EXERCISE DESCRIPTION: Return the data below unaltered, but strip out the pictures.
MATERIAL FOR THE TASK section start
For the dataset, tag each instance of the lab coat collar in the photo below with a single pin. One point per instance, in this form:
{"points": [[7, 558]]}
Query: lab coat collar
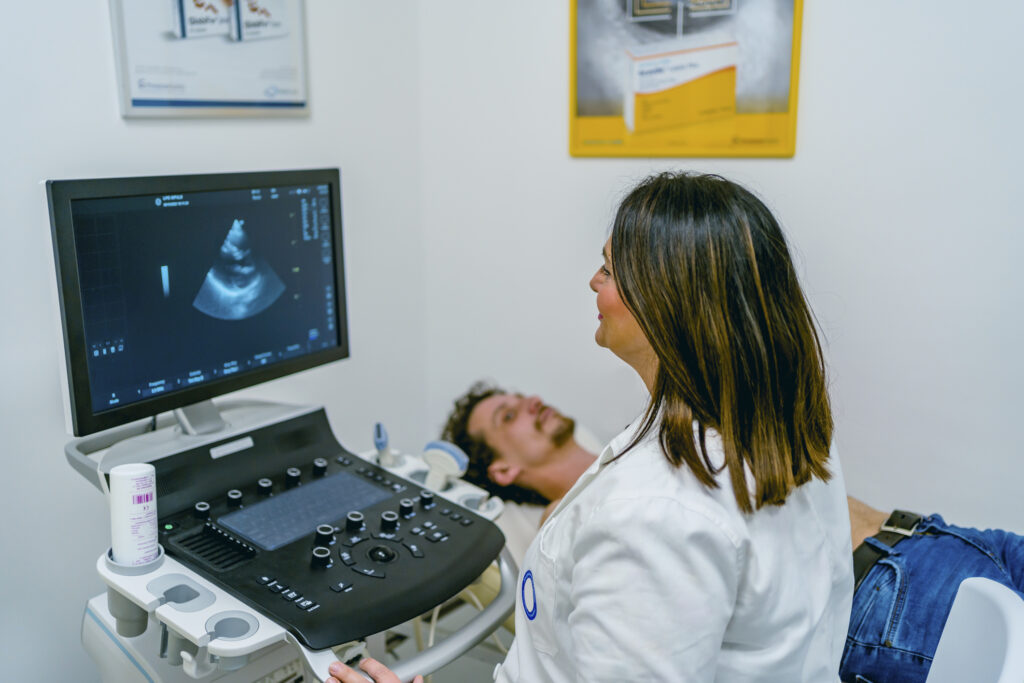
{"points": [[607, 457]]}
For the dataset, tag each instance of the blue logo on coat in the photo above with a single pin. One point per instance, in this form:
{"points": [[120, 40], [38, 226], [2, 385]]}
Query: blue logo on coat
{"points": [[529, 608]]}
MATERIAL FOR THE TASK section end
EXERCISE OUTPUT:
For the dataset, tag each instance of the lab coat collar in the photo below with a single pin. One point per instance, in this form:
{"points": [[7, 558]]}
Query: lab coat collar
{"points": [[607, 457]]}
For the dataset, tag each instance of the blue logo on coat in the photo above with a single pin. One point per instance, in this form:
{"points": [[120, 40], [38, 226], [2, 385]]}
Query: blue logo on coat
{"points": [[529, 608]]}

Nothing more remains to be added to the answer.